Page text ::
########
I don't know if retropie saves high scores or anything, but you could also set everything on the SD card to read-only, if you're cool with all the implications of that

dreesemonkey
May 14, 2008
Pillbug
Hi thread, I was hoping you could point me in the right direction. I've been thinking of getting a Pi, but I'm not sure if I'd be better off with an arduino or something, and really I don't know the difference (computer vs. microprocessor).

I was going to use this as an opportunity to learn some new stuff like babby's first introduction to linux, mysql, apache, programming, electronics, etc.

My day job right now is a database developer, though I use a fisher price software (Filemaker) compared to the real stuff like SQL/Oracle. So I'm already familiar with database schemas and high-level programming, but it would be fun to learn something new.

Project Idea 1:
To start, I was going to try and have two temperature sensors log readings to a mysql database every minute / 5 minutes / whatever to basically just log the temperature in our house vs. our basement or outside. No real reason other than "hey this should be an easy enough intro".

Ultimately in a perfect world I would have a database logging all sorts of stuff, interacting with my calendar, weather and whatever other APIs so I could have a dashboard specific to me. Maybe I could monitor my electrical useage or process my YNAB data as well? All sorts of cool stuff!

Project Idea 2:
I'd like to have a device run a query against an existing existing database using ODBC/JDBC, and if there are "unread" records, then control a relay or whatever to turn a spinning police light on. The query would run every x seconds or so to determine whether the light should be on or off.

Now, I'm not sure what devices would best suit my needs. I have an old PC laying around that I could probably throw ubuntu on, after reading the last few pages of "Pi's are pretty much garbage" it's the way I'm leaning (for project 1 at least) since eventually it could be running mySQL/Apache and whatever else I have to throw at it. Project 2 would be fine with a Pi, but maybe it's better suited to an arduino? I don't know.

ElCondemn
Aug 7, 2005


dreesemonkey posted:

Hi thread, I was hoping you could point me in the right direction. I've been thinking of getting a Pi, but I'm not sure if I'd be better off with an arduino or something, and really I don't know the difference (computer vs. microprocessor).

I was going to use this as an opportunity to learn some new stuff like babby's first introduction to linux, mysql, apache, programming, electronics, etc.

My day job right now is a database developer, though I use a fisher price software (Filemaker) compared to the real stuff like SQL/Oracle. So I'm already familiar with database schemas and high-level programming, but it would be fun to learn something new.
########
Dataset excerpts ::
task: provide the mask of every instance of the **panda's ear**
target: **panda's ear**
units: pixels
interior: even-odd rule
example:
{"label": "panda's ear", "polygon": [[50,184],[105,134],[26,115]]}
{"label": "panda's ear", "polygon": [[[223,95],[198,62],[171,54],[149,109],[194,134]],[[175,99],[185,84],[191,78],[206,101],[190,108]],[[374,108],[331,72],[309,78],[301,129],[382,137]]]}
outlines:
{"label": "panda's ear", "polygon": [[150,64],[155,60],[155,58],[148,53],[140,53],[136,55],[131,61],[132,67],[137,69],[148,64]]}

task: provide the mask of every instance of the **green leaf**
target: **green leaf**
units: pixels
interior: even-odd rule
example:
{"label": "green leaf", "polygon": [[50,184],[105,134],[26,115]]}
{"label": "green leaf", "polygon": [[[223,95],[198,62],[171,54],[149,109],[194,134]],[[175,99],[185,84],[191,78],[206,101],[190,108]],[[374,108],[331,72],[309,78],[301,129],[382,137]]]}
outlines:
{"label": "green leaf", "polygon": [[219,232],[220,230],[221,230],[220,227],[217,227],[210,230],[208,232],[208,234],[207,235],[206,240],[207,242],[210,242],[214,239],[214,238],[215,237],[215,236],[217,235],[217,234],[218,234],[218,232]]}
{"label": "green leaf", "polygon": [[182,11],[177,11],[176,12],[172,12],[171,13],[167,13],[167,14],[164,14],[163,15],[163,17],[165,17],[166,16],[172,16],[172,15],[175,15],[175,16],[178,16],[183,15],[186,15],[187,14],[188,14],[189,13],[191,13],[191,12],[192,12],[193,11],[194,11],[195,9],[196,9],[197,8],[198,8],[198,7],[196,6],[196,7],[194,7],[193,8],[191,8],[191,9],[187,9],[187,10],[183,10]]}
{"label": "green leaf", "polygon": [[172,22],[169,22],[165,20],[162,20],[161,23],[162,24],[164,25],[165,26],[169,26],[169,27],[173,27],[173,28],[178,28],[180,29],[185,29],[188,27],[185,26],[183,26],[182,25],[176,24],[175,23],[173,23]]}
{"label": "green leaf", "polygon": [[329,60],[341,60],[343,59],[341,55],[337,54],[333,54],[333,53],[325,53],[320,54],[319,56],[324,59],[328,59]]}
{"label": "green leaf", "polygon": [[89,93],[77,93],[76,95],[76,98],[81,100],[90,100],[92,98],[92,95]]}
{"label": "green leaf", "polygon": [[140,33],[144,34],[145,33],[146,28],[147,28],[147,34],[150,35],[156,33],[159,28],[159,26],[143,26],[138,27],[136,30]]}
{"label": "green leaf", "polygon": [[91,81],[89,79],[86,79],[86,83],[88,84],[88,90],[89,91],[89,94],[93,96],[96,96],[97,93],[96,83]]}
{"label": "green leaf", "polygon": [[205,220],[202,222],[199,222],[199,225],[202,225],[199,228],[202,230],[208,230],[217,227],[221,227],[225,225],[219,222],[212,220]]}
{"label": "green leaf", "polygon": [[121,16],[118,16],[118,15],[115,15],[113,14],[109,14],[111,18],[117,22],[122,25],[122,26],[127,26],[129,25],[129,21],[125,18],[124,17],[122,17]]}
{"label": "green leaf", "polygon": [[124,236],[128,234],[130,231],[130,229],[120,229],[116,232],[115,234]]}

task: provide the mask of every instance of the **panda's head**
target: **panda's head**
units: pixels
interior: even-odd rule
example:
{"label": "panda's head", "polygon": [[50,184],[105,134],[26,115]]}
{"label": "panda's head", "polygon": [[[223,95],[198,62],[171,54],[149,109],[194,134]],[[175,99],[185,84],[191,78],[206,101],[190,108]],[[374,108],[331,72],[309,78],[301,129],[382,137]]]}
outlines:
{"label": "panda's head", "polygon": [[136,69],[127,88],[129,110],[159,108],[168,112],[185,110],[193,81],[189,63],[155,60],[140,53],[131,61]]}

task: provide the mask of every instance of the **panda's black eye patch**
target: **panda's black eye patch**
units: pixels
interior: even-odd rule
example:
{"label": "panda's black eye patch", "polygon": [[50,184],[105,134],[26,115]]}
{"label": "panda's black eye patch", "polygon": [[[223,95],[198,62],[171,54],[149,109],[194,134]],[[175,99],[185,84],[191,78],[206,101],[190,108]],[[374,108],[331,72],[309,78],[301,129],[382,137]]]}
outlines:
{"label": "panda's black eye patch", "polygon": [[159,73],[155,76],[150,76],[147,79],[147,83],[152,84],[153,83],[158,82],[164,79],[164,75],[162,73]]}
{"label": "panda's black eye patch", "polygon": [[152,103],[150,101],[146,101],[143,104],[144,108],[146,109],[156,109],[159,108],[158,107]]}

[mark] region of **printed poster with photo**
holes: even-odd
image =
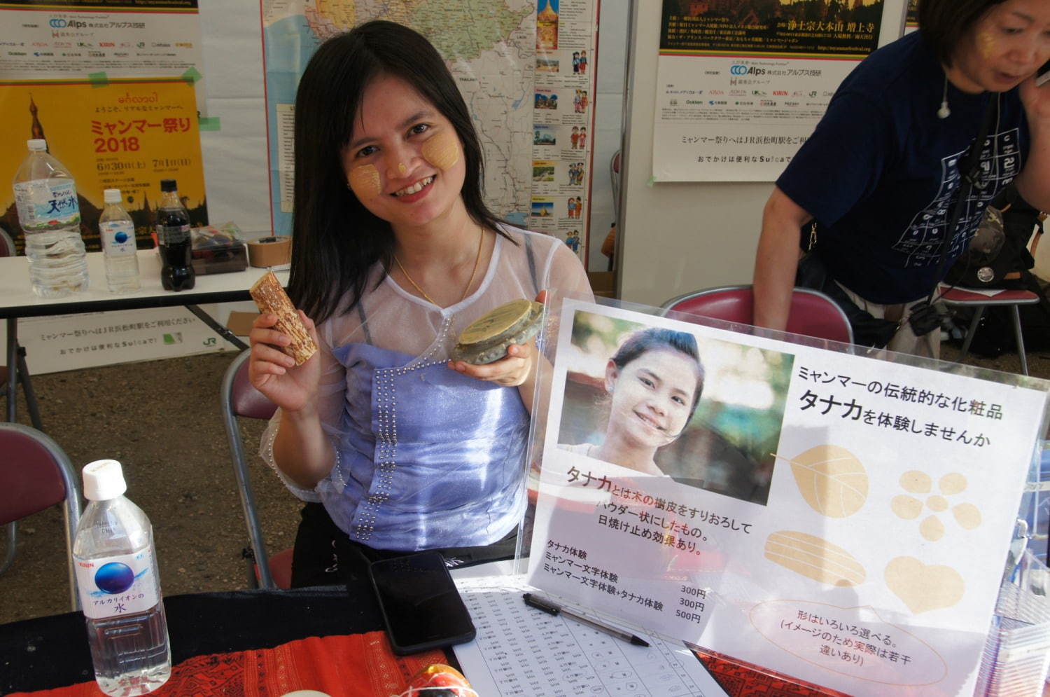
########
Actions to take ::
• A. Summarize the forum thread in two sentences.
• B. Reproduce the forum thread verbatim from "Ultimately in a" to "of cool stuff!".

Task-by-task answers ::
• A. The poster dreesemonkey asks whether a Raspberry Pi or an Arduino would better suit two planned projects and hopes to use them to learn Linux, MySQL, Apache, programming and electronics. The first project would log readings from two temperature sensors to a MySQL database, and the second would have a device query an existing database and control a relay to turn on a spinning police light when there are "unread" records; the poster leans toward an old PC running Ubuntu for the first project.

• B.
Ultimately in a perfect world I would have a database logging all sorts of stuff, interacting with my calendar, weather and whatever other APIs so I could have a dashboard specific to me. Maybe I could monitor my electrical useage or process my YNAB data as well? All sorts of cool stuff!